[Data excerpts]
────────

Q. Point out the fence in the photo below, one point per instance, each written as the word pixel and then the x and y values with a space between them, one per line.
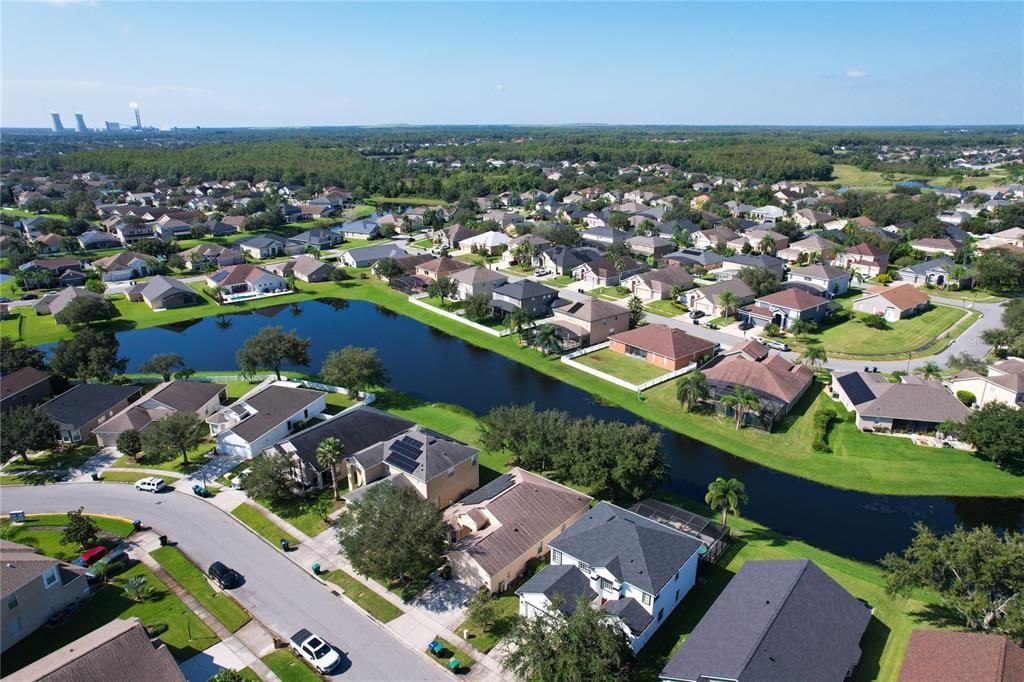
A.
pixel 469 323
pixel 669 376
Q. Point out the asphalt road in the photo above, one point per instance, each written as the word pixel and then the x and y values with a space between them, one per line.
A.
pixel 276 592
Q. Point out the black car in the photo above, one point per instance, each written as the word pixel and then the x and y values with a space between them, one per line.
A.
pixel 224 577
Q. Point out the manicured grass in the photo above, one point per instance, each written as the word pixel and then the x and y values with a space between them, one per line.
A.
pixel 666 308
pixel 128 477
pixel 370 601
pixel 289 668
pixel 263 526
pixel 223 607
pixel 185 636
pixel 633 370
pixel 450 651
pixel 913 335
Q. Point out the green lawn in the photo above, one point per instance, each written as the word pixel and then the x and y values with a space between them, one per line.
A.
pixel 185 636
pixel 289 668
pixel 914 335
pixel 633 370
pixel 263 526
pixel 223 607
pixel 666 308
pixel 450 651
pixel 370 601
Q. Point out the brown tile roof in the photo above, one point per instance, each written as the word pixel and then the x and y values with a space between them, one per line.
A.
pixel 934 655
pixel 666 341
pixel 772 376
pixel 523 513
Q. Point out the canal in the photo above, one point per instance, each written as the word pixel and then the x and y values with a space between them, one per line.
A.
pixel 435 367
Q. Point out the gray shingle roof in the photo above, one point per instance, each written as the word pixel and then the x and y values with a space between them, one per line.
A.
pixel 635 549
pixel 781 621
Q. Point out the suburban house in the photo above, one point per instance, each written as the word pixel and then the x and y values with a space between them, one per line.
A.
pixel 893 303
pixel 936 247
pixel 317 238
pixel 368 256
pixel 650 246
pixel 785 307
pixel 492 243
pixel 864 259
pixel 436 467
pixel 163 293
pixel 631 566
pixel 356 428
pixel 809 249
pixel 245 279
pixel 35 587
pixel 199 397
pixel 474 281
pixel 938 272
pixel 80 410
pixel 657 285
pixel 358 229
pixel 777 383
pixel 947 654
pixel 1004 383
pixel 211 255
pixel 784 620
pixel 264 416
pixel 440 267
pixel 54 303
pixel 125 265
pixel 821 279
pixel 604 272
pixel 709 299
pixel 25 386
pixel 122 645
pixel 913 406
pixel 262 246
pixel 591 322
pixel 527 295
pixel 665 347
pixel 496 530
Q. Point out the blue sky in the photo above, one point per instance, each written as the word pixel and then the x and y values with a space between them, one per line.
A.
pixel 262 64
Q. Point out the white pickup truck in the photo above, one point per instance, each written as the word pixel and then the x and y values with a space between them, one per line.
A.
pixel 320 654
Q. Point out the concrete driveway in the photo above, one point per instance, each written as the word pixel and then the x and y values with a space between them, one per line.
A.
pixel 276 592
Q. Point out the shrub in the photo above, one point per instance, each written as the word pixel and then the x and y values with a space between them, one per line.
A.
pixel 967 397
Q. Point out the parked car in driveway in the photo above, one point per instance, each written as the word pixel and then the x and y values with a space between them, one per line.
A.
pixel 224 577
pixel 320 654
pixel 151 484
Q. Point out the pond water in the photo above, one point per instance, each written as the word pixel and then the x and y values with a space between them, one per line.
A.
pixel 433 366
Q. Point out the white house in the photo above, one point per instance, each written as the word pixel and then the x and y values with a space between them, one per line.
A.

────────

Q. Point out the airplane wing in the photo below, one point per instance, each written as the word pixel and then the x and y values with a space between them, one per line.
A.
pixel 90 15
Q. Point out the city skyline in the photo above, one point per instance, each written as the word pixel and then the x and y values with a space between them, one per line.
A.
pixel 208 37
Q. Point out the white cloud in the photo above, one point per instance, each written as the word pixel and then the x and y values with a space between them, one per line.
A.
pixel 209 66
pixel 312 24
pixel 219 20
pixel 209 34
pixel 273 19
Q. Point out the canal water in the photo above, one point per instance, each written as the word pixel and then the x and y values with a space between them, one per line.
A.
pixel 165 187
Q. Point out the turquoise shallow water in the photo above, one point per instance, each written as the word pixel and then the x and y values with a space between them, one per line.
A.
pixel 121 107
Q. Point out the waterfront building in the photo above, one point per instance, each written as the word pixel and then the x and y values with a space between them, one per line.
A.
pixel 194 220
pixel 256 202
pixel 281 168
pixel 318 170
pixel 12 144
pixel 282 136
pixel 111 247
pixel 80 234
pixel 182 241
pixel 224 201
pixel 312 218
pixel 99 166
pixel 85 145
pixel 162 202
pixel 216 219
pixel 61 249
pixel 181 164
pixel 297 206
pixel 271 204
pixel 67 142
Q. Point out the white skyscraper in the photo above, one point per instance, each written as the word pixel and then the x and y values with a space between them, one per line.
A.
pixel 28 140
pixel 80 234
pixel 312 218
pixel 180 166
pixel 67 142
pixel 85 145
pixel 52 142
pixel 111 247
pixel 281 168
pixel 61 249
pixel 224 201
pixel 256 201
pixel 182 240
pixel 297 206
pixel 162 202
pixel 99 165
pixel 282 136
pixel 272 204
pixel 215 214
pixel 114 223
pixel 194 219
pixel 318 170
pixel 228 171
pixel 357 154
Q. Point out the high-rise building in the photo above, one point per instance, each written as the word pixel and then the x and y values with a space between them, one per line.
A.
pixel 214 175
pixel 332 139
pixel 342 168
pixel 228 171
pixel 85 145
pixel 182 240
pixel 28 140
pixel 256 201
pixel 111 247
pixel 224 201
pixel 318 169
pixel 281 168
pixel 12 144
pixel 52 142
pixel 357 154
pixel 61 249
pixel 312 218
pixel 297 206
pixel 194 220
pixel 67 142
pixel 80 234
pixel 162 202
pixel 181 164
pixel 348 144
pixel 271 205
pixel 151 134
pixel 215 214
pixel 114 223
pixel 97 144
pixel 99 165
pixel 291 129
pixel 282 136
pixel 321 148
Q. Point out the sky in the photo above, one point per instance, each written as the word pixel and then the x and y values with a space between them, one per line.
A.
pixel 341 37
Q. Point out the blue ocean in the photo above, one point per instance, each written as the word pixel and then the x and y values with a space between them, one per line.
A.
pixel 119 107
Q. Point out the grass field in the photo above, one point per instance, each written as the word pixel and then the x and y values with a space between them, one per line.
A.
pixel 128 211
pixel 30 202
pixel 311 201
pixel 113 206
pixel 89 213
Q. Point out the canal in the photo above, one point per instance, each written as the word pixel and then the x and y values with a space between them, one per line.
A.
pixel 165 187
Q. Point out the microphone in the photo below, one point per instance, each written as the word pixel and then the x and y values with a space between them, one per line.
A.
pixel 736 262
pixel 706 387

────────

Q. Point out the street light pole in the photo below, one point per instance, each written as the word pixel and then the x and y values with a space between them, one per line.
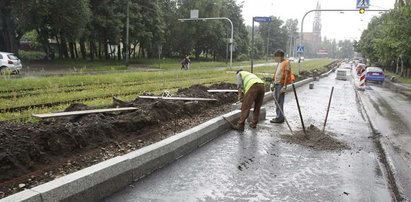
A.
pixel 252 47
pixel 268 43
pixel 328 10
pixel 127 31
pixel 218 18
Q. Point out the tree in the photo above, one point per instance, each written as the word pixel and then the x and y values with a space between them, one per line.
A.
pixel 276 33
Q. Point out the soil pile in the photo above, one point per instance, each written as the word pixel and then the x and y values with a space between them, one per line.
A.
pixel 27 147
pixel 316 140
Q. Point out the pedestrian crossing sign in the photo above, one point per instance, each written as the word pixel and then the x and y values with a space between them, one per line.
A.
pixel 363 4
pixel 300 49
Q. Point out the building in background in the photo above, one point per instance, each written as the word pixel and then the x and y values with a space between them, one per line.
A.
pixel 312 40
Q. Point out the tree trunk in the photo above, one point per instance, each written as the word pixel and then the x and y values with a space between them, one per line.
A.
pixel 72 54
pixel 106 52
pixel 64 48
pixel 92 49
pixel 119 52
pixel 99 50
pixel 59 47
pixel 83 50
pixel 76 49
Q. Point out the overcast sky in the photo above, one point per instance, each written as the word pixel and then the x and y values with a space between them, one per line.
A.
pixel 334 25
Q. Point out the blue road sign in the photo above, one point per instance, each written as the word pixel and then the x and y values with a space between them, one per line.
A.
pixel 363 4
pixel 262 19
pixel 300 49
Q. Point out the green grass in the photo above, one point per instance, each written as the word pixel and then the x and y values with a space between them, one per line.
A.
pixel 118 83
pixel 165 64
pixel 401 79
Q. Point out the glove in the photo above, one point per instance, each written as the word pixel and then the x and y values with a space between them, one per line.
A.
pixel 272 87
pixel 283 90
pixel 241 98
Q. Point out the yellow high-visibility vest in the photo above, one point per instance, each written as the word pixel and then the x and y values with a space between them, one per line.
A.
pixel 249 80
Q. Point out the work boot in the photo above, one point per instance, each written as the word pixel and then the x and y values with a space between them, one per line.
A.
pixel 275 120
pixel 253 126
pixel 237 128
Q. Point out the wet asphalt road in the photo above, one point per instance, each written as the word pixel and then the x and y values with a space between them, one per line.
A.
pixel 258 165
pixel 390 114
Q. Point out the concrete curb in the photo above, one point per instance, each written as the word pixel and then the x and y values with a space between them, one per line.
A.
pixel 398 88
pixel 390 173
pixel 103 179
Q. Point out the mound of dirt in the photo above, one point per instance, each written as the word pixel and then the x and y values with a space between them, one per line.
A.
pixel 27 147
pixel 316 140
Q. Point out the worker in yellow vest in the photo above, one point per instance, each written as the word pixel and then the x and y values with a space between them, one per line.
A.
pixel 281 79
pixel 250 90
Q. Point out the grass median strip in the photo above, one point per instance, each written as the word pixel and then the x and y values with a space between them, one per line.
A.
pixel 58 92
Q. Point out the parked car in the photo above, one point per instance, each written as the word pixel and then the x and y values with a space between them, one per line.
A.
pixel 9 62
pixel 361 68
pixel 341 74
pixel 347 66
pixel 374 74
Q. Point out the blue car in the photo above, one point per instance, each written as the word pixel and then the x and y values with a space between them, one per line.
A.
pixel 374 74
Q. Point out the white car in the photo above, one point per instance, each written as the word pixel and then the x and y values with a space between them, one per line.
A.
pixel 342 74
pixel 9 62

────────

Task brief — Where the string "building" turns up in a line of the data above, copy that whole line.

Answer space —
Q. Point out the waterfront building in the photo above, one point per instance, each written as the word pixel and then the x and y values with a space between them, one per line.
Q. Point out the high-rise building in the photo above, one point per instance, each written as the word pixel and then the x and y values with a space between them, one per line.
Q. Point out the building in background in the photo above, one point per instance, each written as the word pixel and then the x and y values with a space between them, one per line.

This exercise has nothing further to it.